## Document section
— begin —
[Tmrg] Now, where were we...?

krasnoj at gmx.at (Stefan Hirschmann) Thu, 19 November 2009 20:05 UTC

From: krasnoj at gmx.at (Stefan Hirschmann)
Date: Thu, 19 Nov 2009 21:05:22 +0100
Subject: [Tmrg] Now, where were we...?
In-Reply-To: <BE0E1358-7C27-46A8-AF1E-D8D7CC834A52@ifi.uio.no>
References: <BE0E1358-7C27-46A8-AF1E-D8D7CC834A52@ifi.uio.no>
Message-ID: <4B05A502.4050402@gmx.at>

Michael Welzl wrote:
> Hi,
> 
> This prompts me to ask a question that I've been pondering
> ever since a hallway conversation that I had with Stanislav
> Shalunov at the Stockholm IETF:
> 
> 
>> 2. How reliable are implicit congestion indicators?  The prevailing
>> wisdom in the IETF seems to be that "ECN=loss = congestion, delay =
>> noise, nothing else is useful for congestion control".  What criteria
>> would "delay" have to satisfy in order to be a useful indicator of
>> congestion?  Should we listen to the average delay, the frequency with
>> which delay exceeds a threshold, or the jitter?
> 
> Can delay ever be worse as a congestion indicator than
> loss is?

Yes. It can be wrong in two ways:


If there is physical corruption and data link repeating of the signals, 
any correlation between congestion and delay is just random.

Error 1: There data link retransmissions (due to physical corruption / 
checksum errors) are increasing and the delay increases. Reality: Same 
state of congestion, but assumption that congestion increased.

Error 2: There are less data link retransmissions (compared to beginning 
of connection). This leads to the wrong assumption that the congestion 
(the queue delay) is also less.

In my opinion, delay should only be considered as limiting factor, but 
never as increasing factor: cwnd = min( f(delay), g(loss) ).



Another bad effect is due to the burstiness of TCP:
If a queue of a bottleneck is empty and a traffic burst arrives, the 
first packet of the burst have less RTT than the last packets of the 
burst (first packet is transported immediately, the other packets have 
an increasing queuing delay). A delay based approach can already lead to 
reduction of cwnd even if cwnd = 10% BDP.


Cheers,
Stefan
— end —
(Stored records)
— begin —
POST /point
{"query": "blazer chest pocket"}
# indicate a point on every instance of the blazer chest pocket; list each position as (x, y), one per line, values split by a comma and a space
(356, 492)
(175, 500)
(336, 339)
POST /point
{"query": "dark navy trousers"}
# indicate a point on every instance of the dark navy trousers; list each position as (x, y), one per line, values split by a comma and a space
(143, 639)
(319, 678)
— end —
— begin —
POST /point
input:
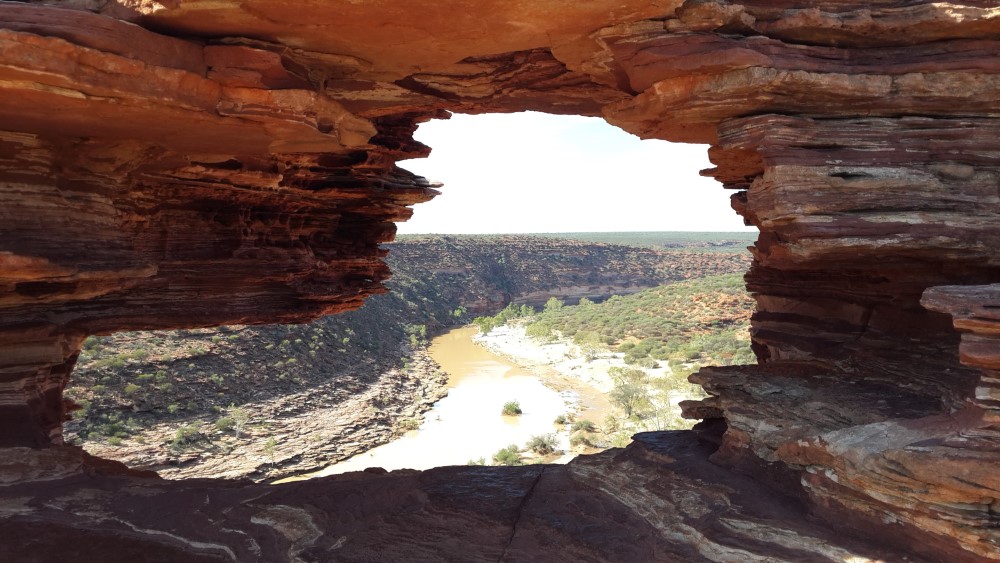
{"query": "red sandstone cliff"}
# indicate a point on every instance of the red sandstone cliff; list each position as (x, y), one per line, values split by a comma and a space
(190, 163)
— end —
Repeat the mailing list message on delay as a congestion indicator above, in full and word for word.

[Tmrg] Now, where were we...?

krasnoj at gmx.at (Stefan Hirschmann) Thu, 19 November 2009 20:05 UTC

From: krasnoj at gmx.at (Stefan Hirschmann)
Date: Thu, 19 Nov 2009 21:05:22 +0100
Subject: [Tmrg] Now, where were we...?
In-Reply-To: <BE0E1358-7C27-46A8-AF1E-D8D7CC834A52@ifi.uio.no>
References: <BE0E1358-7C27-46A8-AF1E-D8D7CC834A52@ifi.uio.no>
Message-ID: <4B05A502.4050402@gmx.at>

Michael Welzl wrote:
> Hi,
> 
> This prompts me to ask a question that I've been pondering
> ever since a hallway conversation that I had with Stanislav
> Shalunov at the Stockholm IETF:
> 
> 
>> 2. How reliable are implicit congestion indicators?  The prevailing
>> wisdom in the IETF seems to be that "ECN=loss = congestion, delay =
>> noise, nothing else is useful for congestion control".  What criteria
>> would "delay" have to satisfy in order to be a useful indicator of
>> congestion?  Should we listen to the average delay, the frequency with
>> which delay exceeds a threshold, or the jitter?
> 
> Can delay ever be worse as a congestion indicator than
> loss is?

Yes. It can be wrong in two ways:


If there is physical corruption and data link repeating of the signals, 
any correlation between congestion and delay is just random.

Error 1: There data link retransmissions (due to physical corruption / 
checksum errors) are increasing and the delay increases. Reality: Same 
state of congestion, but assumption that congestion increased.

Error 2: There are less data link retransmissions (compared to beginning 
of connection). This leads to the wrong assumption that the congestion 
(the queue delay) is also less.

In my opinion, delay should only be considered as limiting factor, but 
never as increasing factor: cwnd = min( f(delay), g(loss) ).



Another bad effect is due to the burstiness of TCP:
If a queue of a bottleneck is empty and a traffic burst arrives, the 
first packet of the burst have less RTT than the last packets of the 
burst (first packet is transported immediately, the other packets have 
an increasing queuing delay). A delay based approach can already lead to 
reduction of cwnd even if cwnd = 10% BDP.


Cheers,
Stefan